┌────────

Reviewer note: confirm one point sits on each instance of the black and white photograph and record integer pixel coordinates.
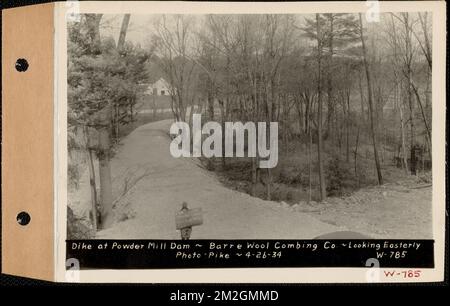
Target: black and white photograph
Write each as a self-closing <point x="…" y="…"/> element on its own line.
<point x="265" y="126"/>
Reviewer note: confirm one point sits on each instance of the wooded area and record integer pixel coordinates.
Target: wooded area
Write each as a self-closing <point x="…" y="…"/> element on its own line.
<point x="352" y="99"/>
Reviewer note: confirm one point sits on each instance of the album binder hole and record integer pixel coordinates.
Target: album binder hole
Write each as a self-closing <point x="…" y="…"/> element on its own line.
<point x="23" y="218"/>
<point x="21" y="65"/>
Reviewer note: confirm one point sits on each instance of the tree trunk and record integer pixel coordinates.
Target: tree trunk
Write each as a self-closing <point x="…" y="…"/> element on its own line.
<point x="331" y="128"/>
<point x="105" y="167"/>
<point x="323" y="190"/>
<point x="402" y="126"/>
<point x="123" y="31"/>
<point x="94" y="213"/>
<point x="370" y="97"/>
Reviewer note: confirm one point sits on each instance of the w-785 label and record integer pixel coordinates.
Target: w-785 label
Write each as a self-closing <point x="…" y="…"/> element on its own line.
<point x="392" y="254"/>
<point x="402" y="273"/>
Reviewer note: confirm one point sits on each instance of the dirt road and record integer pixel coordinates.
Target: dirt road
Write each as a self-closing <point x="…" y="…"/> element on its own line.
<point x="162" y="182"/>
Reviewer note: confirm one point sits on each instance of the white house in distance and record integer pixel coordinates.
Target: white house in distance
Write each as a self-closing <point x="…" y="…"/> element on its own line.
<point x="159" y="88"/>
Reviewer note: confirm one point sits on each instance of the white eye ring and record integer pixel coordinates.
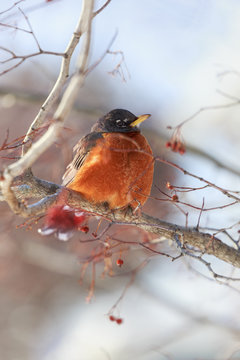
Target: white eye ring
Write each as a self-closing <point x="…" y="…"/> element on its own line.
<point x="121" y="122"/>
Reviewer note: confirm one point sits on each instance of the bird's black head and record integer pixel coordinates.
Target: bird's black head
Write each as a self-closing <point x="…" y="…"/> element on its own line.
<point x="119" y="120"/>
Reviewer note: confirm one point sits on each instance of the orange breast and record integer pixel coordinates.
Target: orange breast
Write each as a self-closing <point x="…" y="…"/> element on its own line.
<point x="118" y="170"/>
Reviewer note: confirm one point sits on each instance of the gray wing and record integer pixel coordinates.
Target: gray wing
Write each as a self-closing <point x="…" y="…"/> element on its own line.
<point x="82" y="148"/>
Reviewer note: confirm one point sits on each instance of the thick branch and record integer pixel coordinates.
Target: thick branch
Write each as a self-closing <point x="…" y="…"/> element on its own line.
<point x="206" y="243"/>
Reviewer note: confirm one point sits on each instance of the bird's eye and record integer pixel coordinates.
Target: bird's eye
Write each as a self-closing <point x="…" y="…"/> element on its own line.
<point x="120" y="123"/>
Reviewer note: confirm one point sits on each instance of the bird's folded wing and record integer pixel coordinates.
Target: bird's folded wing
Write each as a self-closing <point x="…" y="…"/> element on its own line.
<point x="82" y="149"/>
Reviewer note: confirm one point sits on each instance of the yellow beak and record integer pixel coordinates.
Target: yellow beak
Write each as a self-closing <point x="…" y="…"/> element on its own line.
<point x="140" y="119"/>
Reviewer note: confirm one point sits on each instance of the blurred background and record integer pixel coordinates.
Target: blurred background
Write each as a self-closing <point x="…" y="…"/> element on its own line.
<point x="170" y="58"/>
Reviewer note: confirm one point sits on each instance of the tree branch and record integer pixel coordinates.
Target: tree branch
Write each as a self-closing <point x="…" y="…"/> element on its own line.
<point x="186" y="236"/>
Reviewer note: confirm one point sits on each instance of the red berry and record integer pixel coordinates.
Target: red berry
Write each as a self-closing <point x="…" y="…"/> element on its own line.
<point x="119" y="321"/>
<point x="169" y="186"/>
<point x="119" y="262"/>
<point x="182" y="149"/>
<point x="84" y="229"/>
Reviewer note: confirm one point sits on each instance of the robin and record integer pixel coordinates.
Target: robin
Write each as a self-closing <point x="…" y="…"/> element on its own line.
<point x="113" y="164"/>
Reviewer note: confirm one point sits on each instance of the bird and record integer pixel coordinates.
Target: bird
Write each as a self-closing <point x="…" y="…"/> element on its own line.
<point x="113" y="164"/>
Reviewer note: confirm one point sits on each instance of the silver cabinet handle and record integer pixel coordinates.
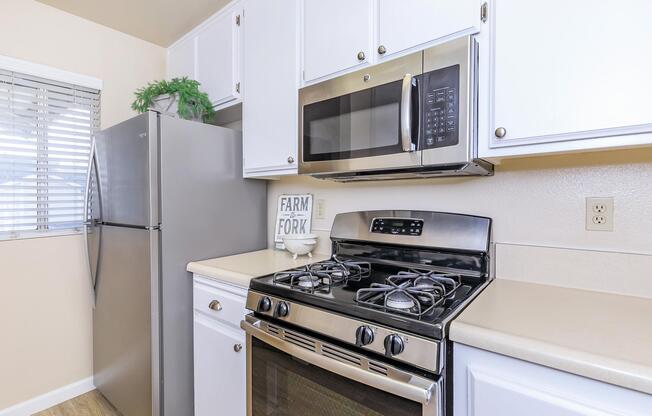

└────────

## What is required
Report every line of the entries above that contains the word "dirt", copying each such line in full. Case counts, so a line with only a differently capitalized form of the word does not qualify.

## Answer below
Reviewer note: confirm one point sits on each instance of the dirt road and record integer pixel coordinates.
Target: dirt road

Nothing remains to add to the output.